→ WORK REQUIRED
Please repeat the records, word for word and without gaps.

··· MATERIAL SHOWN

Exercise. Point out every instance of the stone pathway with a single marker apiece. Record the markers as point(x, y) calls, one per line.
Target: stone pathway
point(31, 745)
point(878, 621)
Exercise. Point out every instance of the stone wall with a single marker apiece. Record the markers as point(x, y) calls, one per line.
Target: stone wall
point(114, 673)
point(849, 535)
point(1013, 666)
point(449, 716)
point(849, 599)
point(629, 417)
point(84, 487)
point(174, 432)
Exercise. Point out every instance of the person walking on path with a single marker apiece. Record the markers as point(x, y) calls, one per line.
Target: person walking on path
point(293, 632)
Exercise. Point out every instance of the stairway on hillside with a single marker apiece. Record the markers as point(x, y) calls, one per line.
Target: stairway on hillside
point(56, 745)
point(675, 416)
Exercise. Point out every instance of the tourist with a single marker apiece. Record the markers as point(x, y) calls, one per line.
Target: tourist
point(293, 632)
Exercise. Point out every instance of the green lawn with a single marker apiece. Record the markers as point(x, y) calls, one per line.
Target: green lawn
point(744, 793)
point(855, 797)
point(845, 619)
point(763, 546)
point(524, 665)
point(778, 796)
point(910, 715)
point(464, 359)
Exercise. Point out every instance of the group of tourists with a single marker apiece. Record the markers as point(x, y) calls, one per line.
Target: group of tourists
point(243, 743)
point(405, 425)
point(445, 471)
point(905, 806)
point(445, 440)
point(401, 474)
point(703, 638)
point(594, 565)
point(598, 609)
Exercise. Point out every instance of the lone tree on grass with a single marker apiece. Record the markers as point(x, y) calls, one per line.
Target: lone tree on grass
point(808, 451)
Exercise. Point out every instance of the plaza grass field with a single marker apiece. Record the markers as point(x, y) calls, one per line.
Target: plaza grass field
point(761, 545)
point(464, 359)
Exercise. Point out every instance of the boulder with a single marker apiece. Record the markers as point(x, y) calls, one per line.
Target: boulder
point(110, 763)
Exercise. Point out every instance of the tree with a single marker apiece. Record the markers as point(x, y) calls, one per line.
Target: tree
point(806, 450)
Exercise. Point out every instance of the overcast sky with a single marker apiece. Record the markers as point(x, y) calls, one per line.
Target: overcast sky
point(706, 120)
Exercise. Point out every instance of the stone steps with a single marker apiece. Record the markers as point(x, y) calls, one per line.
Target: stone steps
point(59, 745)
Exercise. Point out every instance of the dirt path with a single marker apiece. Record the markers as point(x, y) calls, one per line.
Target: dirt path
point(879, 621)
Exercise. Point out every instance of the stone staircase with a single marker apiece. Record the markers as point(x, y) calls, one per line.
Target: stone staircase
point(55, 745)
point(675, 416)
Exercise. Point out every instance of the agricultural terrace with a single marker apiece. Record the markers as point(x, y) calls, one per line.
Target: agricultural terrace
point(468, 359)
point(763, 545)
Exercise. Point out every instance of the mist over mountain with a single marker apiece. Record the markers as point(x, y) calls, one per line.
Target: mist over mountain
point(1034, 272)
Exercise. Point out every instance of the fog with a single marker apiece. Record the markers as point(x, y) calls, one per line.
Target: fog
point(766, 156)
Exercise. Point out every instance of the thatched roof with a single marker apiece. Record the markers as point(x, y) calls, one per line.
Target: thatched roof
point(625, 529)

······

→ RESULT OF THIS TASK
Exercise. Point out every instance of the stone pathway with a single marker apiece. Record the markers as point(x, y) calls, one per line.
Target: stone pathway
point(31, 745)
point(878, 621)
Exercise. Point out every instance of the stone wall with a single marker apiece. Record the markers as point(x, y) calls, one per line.
Target: stone wall
point(114, 673)
point(849, 535)
point(1013, 666)
point(449, 716)
point(849, 599)
point(629, 417)
point(84, 487)
point(174, 432)
Exercise. Point out every instance of the person walking on path with a single marker apiece. Record the markers as point(x, y) calls, one per line.
Target: person walking on path
point(293, 632)
Exercise. Point out every instance of the stairway on hillside with a single marker apiece. Record the markers as point(x, y) calls, one per line.
Target: stairway on hillside
point(56, 745)
point(675, 416)
Exercise. Point out every instance of the tourist with a single marker apiece. Record the markers as point(x, y) calls, one per line.
Target: tourist
point(293, 632)
Exercise. Point out every instance of the green lawn with a single marker apiece. Record the markers as point(x, y) calls, one per line.
Target: green lawn
point(744, 793)
point(855, 797)
point(845, 619)
point(763, 546)
point(524, 665)
point(778, 796)
point(910, 715)
point(464, 359)
Exercise. Point out every instance of the group of tourists with a single marker apiece. Record the markers as point(x, y) calls, one per line.
Target: group of tourists
point(243, 743)
point(405, 425)
point(445, 471)
point(905, 806)
point(445, 440)
point(401, 474)
point(703, 638)
point(594, 565)
point(598, 609)
Exercise. Point out every instance of the lone tree on grass with a single marker apiece. Record the markers as point(x, y) calls, one per line.
Target: lone tree on grass
point(808, 451)
Exercise. Point out every instance of the plaza grass field with a single marker apiece. Record the markers as point(x, y) calls, one per line.
Target: plaza grass field
point(761, 545)
point(464, 359)
Exercise. Point out every instance of the boulder with a single marker apiece. Record the markers as point(x, y) calls, one per line.
Target: boulder
point(110, 763)
Exercise. Point out every instance of the tree with a single marker apiece. Record the markers as point(x, y) calls, one per line.
Target: tree
point(806, 450)
Exercise. Point out every instance of the overcast sky with a single marker apiece. Record the markers as point(x, y) calls, one per line.
Target: overcast sky
point(706, 120)
Exercise. Point out every instance of the stone steps with a single marker apiece. Record the markers as point(x, y) calls, one per line.
Target: stone steps
point(59, 745)
Exercise. Point out every instance of the dirt path with a single marker apiece. Record the markers as point(x, y) calls, one per line.
Target: dirt path
point(879, 621)
Exercise. Point out every instance of the stone staircase with a single marker apiece. Record the markers as point(x, y) calls, one per line.
Target: stone staircase
point(55, 745)
point(675, 416)
Exercise. Point out every instance of the agricultural terrace with a single marker apiece. Record the markers as point(x, y) calls, one per line.
Target: agricultural terrace
point(468, 359)
point(763, 545)
Exercise. Point out every instance of the mist over mountain with a single marker apiece. Record the markers as point(x, y) calls, one per line.
Target: mist over mountain
point(1034, 272)
Exercise. Point out every instance of the fog with a single marker apiece. Record the markers as point(x, y) calls, one per line.
Target: fog
point(766, 156)
Exercise. Point out every instance of the thatched roof with a single marker apiece. Record the markers as point(x, y) calls, one per line.
Target: thatched roof
point(625, 529)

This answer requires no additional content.